_What to work on_:
Report each line of the material below that contains the string "piece", reproducing every such line in full. Treat the match as case-sensitive.

_Record excerpts_:
--- BEGIN ---

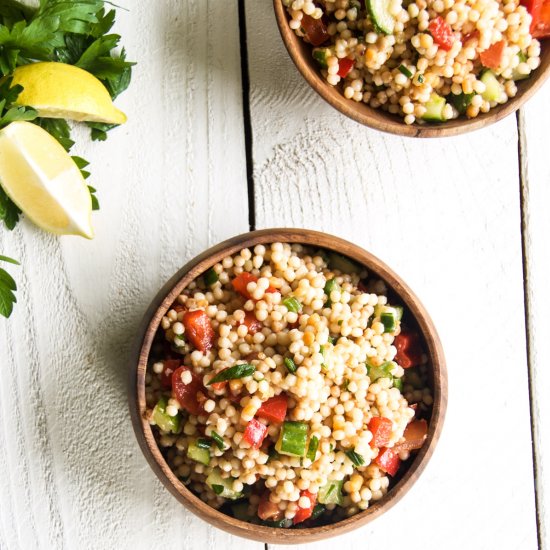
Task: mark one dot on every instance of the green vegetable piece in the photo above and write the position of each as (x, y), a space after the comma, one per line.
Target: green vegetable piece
(404, 70)
(223, 487)
(379, 11)
(218, 440)
(290, 365)
(385, 370)
(198, 454)
(342, 263)
(493, 88)
(165, 422)
(461, 101)
(320, 55)
(292, 304)
(232, 373)
(435, 109)
(331, 492)
(312, 449)
(293, 439)
(211, 277)
(356, 458)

--- END ---

_Answer to this problem_:
Task: mark one dot on every instance of the green vegetable piece in the photo above and write the position of each as (x, y), a space after the comma, one per line.
Target: green vegetable piece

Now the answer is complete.